Не случайно литературная борьба 30-х годов велась под флагом войны с «формализмом, авангардизмом, модернизмом». Не случайно карающий меч куда в меньшей степени затронул ведущих представителей реалистической прозы и поэзии, зато привел к почти поголовному уничтожению тех, кого творческие искания увели за границы рационалистического искусства, как это случилось с О. Мандельштамом, Б. Пильняком, Л. Добычиным, А. Веселым, И. Бабелем, почти всеми обэриутами и многими другими. Сюда же следуем отнести и тех, кто по различным, но всегда определенным причинам был оставлен в живых: Б. Пастернака, А. Ахматову, Н. Заболоцкого, А. Платонова, М. Булгакова, М. Зощенко, — но на десятилетия был лишен выхода к читателю.

§

§ Задания для выполнения
1. Замените «dingo's» на «fox's» в той части записей, что открывается строкой, содержащей «compact form (160,410).», и закрывается концом записей. Приведите эту часть целиком, больше ничего в ней не меняя.
2. Продолжите текст о литературной борьбе 30-х годов, начав сразу после его последнего предложения.

Данные разметки расположения объектов:

§

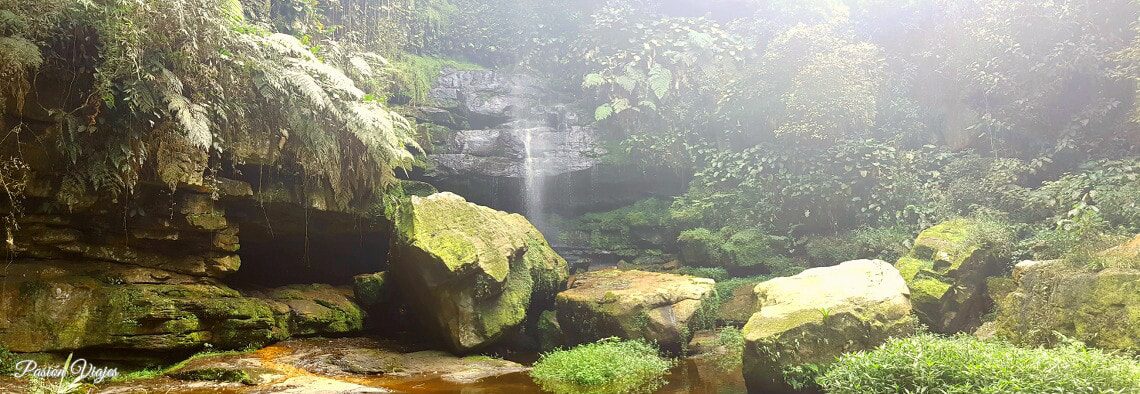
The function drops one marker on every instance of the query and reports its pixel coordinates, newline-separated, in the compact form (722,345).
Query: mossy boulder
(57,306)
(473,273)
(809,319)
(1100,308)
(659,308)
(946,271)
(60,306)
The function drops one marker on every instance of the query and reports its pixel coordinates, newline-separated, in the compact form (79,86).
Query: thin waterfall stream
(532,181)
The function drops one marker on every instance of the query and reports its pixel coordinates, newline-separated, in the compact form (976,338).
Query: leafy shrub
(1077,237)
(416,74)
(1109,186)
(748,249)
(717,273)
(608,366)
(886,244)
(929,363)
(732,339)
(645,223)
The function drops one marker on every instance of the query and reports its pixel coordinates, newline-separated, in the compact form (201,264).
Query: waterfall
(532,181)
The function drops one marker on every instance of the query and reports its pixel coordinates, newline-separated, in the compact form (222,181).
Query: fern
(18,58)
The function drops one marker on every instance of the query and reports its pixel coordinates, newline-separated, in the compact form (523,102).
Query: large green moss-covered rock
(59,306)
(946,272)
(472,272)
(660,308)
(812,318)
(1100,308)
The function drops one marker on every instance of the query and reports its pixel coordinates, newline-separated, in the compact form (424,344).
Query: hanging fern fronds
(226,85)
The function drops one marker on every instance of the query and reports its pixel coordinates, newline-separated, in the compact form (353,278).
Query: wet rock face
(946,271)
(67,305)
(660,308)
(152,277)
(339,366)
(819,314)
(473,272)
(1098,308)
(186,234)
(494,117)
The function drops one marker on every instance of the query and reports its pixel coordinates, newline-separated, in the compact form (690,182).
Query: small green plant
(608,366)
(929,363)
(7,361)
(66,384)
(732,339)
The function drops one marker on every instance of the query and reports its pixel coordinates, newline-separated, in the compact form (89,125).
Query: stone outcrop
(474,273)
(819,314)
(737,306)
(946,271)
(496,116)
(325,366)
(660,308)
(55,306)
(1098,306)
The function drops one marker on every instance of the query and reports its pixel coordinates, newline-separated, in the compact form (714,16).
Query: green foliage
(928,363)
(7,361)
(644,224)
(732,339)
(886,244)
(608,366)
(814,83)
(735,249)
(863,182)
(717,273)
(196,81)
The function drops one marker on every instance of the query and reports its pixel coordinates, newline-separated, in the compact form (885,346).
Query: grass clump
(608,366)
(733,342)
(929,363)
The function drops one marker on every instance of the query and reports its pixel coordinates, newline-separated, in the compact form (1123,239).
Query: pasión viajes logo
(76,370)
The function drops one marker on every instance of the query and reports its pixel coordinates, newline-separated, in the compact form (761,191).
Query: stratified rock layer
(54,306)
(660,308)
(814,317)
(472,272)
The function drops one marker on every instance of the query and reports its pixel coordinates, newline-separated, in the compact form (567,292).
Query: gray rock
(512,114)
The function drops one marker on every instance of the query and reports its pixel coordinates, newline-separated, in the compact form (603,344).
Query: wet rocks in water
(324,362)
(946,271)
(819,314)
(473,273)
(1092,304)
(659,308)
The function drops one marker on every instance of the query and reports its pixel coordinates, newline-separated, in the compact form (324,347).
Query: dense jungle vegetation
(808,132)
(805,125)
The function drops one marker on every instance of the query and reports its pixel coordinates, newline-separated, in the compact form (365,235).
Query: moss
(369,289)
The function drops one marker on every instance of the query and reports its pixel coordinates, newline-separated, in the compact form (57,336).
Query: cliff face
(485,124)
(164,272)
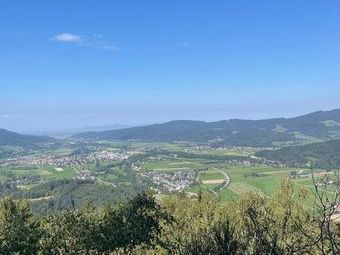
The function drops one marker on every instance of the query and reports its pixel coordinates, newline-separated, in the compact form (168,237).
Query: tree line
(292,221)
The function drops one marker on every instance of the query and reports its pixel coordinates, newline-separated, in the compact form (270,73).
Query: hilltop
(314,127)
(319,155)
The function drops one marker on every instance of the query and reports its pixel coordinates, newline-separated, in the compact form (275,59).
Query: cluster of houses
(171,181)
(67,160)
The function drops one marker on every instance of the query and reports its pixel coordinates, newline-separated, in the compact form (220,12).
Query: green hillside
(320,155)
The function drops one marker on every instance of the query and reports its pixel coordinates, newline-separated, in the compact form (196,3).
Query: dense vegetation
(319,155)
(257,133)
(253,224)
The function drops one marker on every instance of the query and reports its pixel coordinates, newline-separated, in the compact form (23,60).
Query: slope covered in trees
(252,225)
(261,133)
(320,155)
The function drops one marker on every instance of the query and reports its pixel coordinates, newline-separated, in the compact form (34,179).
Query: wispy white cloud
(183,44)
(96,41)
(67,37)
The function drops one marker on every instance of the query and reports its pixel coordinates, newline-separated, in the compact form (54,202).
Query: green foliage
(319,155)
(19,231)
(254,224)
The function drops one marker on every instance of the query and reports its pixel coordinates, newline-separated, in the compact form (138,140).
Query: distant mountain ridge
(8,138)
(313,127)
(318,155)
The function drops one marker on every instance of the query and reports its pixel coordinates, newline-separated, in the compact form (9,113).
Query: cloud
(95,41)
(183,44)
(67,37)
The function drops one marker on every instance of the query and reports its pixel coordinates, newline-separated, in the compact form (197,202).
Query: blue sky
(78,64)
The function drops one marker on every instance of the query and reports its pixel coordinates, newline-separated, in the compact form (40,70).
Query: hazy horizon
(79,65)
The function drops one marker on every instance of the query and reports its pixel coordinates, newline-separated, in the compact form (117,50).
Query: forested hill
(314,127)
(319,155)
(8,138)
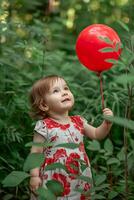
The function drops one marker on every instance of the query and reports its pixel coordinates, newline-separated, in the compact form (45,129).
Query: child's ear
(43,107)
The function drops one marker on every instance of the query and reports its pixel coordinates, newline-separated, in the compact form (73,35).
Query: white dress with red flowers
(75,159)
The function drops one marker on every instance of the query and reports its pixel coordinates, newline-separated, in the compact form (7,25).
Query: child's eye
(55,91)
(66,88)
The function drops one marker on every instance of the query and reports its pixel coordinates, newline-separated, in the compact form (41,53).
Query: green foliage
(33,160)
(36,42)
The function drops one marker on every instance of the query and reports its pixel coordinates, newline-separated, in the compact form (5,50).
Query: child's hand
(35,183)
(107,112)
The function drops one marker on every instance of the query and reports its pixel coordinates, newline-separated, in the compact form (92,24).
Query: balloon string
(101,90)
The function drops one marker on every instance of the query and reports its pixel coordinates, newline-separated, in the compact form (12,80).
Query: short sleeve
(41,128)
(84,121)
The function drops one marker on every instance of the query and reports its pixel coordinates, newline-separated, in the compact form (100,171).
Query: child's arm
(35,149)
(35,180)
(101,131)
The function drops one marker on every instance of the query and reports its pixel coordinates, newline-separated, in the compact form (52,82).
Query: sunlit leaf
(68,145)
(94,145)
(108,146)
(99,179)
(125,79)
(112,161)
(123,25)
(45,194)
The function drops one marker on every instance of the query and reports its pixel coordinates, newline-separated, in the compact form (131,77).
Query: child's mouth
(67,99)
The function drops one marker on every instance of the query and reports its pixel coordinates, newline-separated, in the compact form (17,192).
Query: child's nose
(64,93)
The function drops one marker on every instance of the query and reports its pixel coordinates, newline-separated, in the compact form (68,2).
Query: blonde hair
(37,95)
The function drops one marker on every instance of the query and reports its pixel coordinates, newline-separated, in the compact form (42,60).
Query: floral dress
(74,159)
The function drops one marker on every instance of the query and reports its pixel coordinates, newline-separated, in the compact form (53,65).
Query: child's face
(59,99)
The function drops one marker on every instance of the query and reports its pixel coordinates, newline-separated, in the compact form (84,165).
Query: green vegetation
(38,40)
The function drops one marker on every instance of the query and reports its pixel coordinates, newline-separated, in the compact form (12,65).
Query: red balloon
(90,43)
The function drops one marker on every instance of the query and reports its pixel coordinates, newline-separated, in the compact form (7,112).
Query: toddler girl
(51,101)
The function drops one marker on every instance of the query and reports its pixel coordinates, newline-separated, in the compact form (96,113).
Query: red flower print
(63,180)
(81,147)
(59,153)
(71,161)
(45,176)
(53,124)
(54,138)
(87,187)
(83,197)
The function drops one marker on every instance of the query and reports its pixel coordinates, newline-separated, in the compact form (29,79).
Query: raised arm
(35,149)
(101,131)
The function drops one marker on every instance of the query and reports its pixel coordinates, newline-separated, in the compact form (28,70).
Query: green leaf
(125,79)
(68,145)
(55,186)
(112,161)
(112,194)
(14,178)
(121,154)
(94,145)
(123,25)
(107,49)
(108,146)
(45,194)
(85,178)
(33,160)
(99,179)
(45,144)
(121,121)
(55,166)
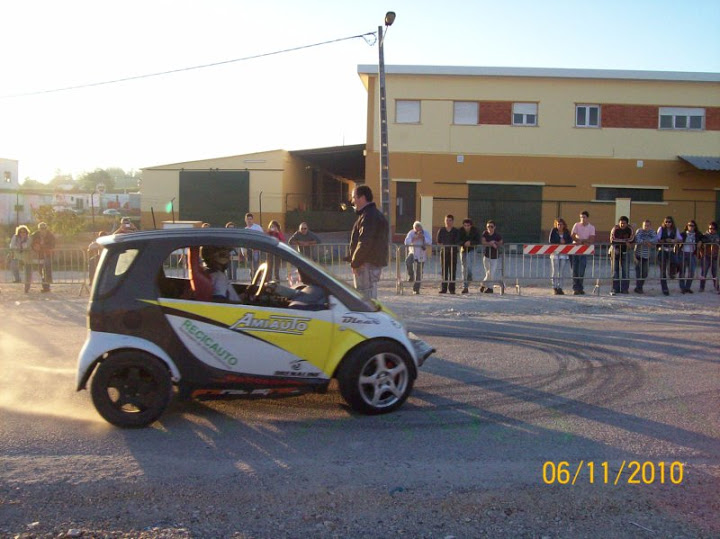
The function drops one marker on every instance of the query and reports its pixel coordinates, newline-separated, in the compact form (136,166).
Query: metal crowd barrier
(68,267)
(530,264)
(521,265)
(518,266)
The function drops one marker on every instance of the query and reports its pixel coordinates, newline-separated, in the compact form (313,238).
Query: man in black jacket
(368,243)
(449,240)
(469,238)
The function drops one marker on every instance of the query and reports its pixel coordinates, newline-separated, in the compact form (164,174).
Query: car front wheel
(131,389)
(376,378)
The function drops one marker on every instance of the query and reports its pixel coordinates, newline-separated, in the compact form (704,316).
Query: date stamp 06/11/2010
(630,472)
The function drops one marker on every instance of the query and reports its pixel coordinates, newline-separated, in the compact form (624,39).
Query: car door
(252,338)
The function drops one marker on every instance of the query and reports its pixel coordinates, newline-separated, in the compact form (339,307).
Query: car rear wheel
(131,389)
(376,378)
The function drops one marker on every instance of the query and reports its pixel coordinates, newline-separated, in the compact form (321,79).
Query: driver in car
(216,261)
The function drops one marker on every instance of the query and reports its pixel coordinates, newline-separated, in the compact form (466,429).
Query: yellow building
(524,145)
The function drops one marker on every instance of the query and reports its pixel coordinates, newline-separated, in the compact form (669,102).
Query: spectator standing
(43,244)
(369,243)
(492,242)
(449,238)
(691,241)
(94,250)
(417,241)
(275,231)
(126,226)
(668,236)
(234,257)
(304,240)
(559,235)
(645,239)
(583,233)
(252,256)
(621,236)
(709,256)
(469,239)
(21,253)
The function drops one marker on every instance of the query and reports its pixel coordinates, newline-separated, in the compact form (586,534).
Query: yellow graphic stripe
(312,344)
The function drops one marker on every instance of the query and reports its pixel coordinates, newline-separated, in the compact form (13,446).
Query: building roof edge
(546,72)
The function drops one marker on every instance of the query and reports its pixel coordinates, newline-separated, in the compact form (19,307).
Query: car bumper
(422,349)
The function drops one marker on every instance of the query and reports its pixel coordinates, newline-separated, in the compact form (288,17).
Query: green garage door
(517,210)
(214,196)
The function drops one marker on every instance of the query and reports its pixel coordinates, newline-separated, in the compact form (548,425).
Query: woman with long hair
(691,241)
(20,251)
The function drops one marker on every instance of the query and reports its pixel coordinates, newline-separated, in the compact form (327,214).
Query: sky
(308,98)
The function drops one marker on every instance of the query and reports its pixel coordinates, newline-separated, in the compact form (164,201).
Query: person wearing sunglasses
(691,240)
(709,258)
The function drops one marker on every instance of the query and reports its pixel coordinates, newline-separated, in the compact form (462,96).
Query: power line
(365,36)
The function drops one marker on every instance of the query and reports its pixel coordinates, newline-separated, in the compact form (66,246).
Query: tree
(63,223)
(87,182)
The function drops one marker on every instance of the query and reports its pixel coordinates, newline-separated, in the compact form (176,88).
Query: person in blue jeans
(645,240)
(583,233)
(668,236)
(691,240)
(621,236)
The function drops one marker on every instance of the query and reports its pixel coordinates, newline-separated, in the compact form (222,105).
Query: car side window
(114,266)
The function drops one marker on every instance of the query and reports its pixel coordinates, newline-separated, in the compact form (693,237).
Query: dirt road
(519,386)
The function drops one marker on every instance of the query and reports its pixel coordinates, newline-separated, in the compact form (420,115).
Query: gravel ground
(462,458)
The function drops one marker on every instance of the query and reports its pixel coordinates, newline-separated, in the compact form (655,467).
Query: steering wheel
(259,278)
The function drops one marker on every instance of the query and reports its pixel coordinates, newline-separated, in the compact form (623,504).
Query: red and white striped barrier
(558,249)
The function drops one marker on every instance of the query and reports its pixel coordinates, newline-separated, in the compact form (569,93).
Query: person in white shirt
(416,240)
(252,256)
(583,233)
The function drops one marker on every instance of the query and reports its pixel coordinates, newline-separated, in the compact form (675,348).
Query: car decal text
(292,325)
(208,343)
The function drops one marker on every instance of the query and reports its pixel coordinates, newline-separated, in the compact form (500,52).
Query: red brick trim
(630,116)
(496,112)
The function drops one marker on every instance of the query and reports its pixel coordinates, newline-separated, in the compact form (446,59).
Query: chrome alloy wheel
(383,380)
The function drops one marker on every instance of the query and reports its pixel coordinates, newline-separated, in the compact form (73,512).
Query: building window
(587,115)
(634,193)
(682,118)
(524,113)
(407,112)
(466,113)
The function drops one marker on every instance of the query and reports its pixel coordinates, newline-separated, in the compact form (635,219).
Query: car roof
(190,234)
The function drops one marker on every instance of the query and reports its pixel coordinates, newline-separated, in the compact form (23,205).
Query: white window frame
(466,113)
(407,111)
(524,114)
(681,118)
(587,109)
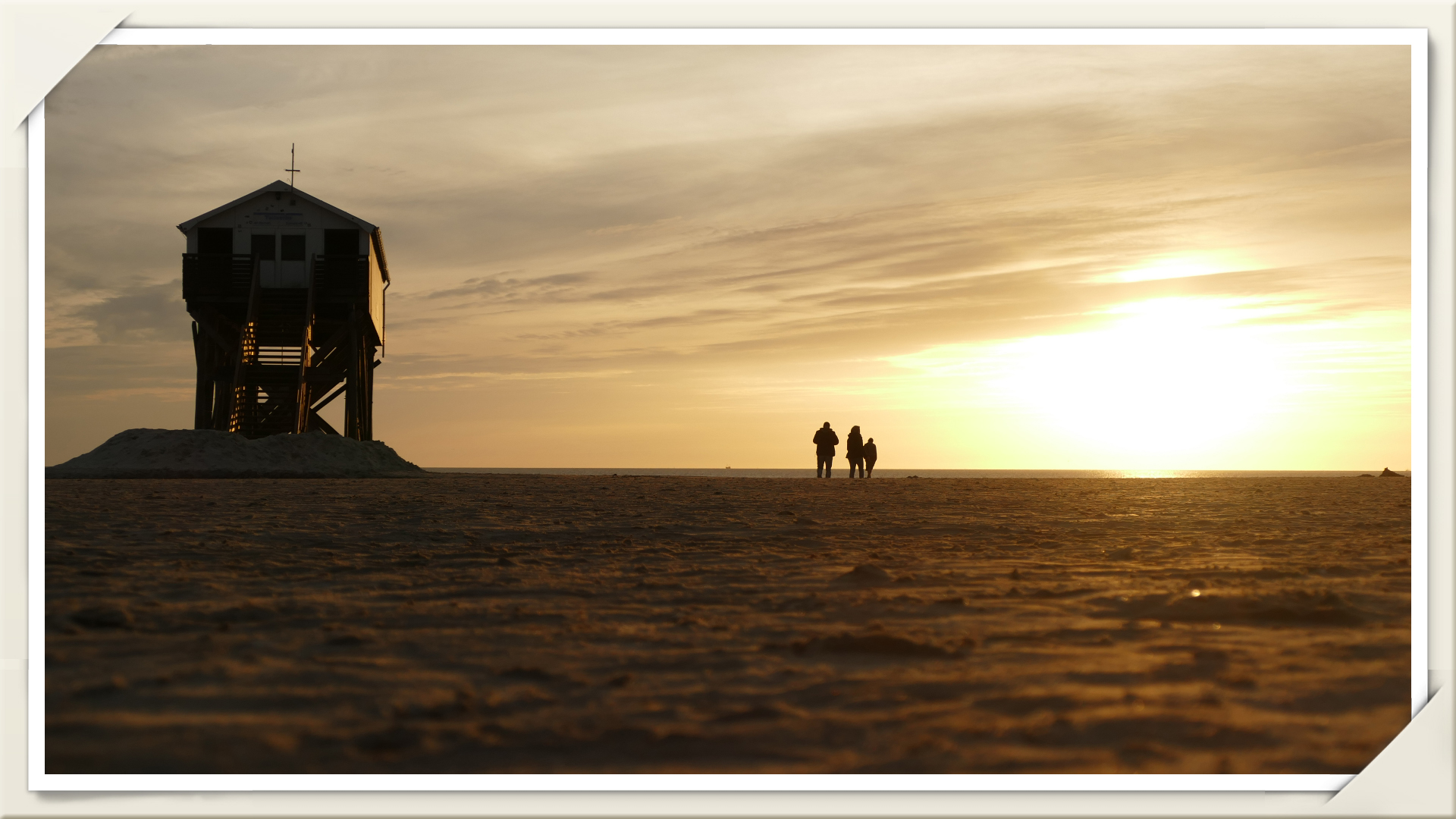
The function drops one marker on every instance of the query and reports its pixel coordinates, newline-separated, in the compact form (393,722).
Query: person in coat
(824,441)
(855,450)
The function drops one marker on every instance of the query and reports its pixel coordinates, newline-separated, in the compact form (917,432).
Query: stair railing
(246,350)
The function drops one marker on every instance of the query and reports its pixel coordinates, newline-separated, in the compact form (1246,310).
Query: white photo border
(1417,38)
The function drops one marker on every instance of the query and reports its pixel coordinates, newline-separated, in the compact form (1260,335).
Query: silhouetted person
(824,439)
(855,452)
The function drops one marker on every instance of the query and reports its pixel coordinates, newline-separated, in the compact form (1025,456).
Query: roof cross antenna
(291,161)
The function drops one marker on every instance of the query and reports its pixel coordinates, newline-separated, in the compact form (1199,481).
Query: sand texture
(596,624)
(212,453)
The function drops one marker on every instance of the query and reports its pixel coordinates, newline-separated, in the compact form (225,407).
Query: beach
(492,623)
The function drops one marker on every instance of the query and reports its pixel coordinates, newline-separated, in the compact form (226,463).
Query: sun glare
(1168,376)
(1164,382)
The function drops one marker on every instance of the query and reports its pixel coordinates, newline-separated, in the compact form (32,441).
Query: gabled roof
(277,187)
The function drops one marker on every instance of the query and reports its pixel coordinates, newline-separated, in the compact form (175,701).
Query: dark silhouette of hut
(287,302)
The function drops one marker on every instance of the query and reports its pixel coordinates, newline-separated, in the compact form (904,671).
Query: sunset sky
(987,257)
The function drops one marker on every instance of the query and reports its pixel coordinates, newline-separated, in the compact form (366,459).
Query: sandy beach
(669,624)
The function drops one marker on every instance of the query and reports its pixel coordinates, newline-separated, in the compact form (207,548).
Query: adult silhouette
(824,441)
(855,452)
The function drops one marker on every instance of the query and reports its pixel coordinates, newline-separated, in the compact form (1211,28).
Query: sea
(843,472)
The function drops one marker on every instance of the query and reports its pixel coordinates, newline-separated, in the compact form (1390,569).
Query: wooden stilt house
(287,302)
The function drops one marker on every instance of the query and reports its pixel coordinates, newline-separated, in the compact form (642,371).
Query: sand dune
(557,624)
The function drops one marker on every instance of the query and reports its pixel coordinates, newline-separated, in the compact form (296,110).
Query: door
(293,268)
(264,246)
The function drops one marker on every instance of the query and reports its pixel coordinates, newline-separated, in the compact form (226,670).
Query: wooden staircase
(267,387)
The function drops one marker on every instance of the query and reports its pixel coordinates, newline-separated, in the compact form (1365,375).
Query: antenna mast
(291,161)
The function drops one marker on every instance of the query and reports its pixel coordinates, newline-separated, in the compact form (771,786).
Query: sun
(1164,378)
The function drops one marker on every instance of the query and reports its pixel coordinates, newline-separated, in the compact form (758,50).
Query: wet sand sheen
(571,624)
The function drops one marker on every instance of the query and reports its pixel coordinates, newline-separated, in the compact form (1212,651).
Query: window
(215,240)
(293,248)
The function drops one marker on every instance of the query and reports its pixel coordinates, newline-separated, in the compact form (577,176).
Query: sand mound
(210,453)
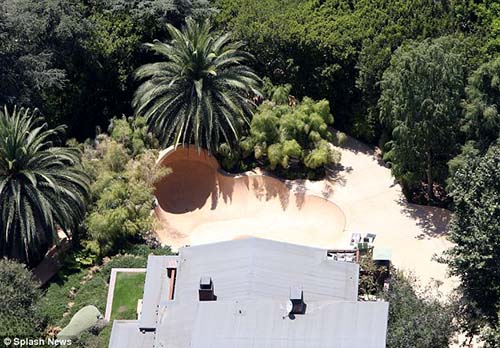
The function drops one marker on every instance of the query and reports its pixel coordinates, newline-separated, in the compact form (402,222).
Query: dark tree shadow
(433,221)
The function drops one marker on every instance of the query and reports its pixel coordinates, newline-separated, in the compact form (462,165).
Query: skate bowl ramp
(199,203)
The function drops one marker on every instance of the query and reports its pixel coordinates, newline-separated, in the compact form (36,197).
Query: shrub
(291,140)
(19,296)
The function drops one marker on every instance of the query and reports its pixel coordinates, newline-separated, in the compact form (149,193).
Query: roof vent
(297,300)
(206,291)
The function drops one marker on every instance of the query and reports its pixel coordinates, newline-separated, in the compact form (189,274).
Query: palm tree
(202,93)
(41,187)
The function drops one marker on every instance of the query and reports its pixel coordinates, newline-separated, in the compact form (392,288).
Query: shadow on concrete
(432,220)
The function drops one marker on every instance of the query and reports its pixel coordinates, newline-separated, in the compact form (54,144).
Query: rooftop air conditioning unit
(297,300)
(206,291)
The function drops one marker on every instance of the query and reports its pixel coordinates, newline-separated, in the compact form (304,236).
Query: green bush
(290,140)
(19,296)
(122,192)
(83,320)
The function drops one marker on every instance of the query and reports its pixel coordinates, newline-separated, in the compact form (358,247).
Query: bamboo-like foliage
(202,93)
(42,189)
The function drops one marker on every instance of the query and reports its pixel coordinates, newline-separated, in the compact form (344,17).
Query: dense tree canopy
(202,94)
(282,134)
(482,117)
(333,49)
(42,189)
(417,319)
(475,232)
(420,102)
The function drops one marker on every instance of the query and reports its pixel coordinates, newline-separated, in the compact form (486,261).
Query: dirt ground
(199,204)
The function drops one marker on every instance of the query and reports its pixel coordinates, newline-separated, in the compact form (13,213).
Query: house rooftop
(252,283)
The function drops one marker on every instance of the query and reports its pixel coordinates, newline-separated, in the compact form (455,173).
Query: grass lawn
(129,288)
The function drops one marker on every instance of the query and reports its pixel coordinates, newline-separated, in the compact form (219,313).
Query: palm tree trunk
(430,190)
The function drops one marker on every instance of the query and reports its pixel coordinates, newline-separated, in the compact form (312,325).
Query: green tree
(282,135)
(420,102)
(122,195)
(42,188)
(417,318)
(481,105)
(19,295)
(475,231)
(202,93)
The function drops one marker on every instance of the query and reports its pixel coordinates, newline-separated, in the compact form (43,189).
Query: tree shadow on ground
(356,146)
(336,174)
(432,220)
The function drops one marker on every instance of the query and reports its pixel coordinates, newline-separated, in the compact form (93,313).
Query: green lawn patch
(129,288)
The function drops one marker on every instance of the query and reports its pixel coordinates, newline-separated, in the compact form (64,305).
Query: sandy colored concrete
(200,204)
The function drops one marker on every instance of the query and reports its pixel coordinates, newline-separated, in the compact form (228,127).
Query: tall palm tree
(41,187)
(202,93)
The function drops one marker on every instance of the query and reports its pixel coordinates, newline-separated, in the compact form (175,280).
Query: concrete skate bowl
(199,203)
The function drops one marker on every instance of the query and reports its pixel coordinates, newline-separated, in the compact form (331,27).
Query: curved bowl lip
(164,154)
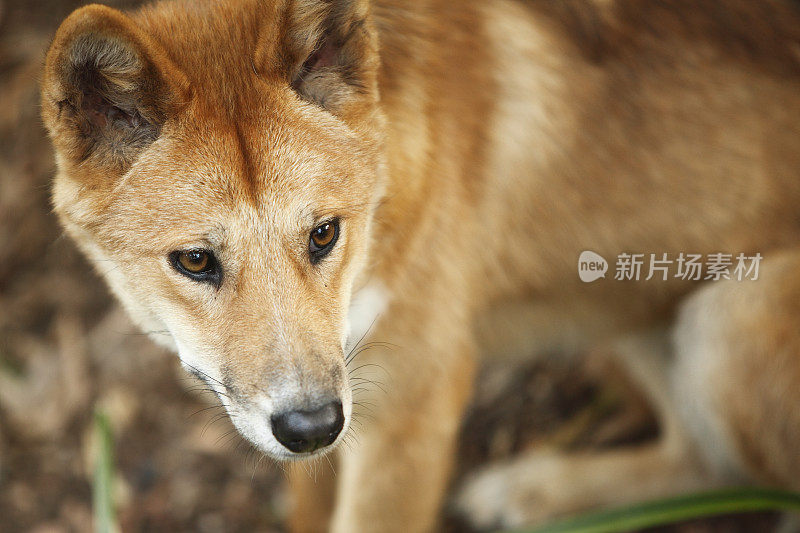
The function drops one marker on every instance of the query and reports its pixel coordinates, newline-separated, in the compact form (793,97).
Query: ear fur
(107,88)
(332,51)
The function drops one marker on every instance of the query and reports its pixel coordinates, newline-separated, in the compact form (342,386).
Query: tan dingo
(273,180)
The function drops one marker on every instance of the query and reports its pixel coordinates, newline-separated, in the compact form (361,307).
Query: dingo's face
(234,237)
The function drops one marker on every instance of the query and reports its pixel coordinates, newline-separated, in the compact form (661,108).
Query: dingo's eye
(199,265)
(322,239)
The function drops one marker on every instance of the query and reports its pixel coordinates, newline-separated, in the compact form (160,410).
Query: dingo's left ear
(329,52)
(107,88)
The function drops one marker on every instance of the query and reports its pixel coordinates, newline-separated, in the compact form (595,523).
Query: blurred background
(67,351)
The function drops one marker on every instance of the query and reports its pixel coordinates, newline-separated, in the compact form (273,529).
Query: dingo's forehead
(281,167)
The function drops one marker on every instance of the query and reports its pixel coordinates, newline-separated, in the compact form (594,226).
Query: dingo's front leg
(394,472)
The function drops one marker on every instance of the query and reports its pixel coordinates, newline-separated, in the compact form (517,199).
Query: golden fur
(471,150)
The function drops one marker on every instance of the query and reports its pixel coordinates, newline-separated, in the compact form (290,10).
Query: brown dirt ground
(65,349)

§

§ Ответы к заданиям
1.
The function drops one marker on every instance of the query and reports its pixel coordinates, newline-separated, in the compact form (160,410).
Query: fox's left ear
(329,52)
(107,88)
The function drops one marker on every instance of the query and reports its pixel coordinates, newline-separated, in the compact form (595,523).
Query: blurred background
(67,351)
The function drops one marker on every instance of the query and reports its pixel coordinates, newline-separated, in the compact form (273,529).
Query: fox's forehead
(281,167)
The function drops one marker on every instance of the query and reports its pixel coordinates, newline-separated, in the compact form (594,226).
Query: fox's front leg
(394,472)
The function drops one marker on every instance of the query and reports its pixel coordinates, newline-separated, in the compact form (517,199).
Query: golden fur
(471,150)
The function drops one marker on every instance of the query and reports its pixel coordinates, newline-separated, in the compact form (290,10).
Query: brown dirt ground
(65,349)

2.
Казалось бы, не все ли равно для огромной страны, что и как пишет человек, если он открыто не ругает, не критикует советскую власть? Нет, государство было неравнодушно не только к теме, но и к методу. И здесь опять необходимо вернуться к конфликту между реальным и мнимым, подлинным и фальшивым.
Литература госзаказа творила миф об идеальной жизни. Она была тем волшебным зеркалом, глядя в которое человек видел не себя и окружающий мир, а иллюзорное представление о жизни, то самое наваждение, которое власти выдавали за реальность. Зеркало-искусство должно было превращать мистическую энергию идеологии в реалистические картины жизни, к которым оказывался причастным каждый живущий в это время.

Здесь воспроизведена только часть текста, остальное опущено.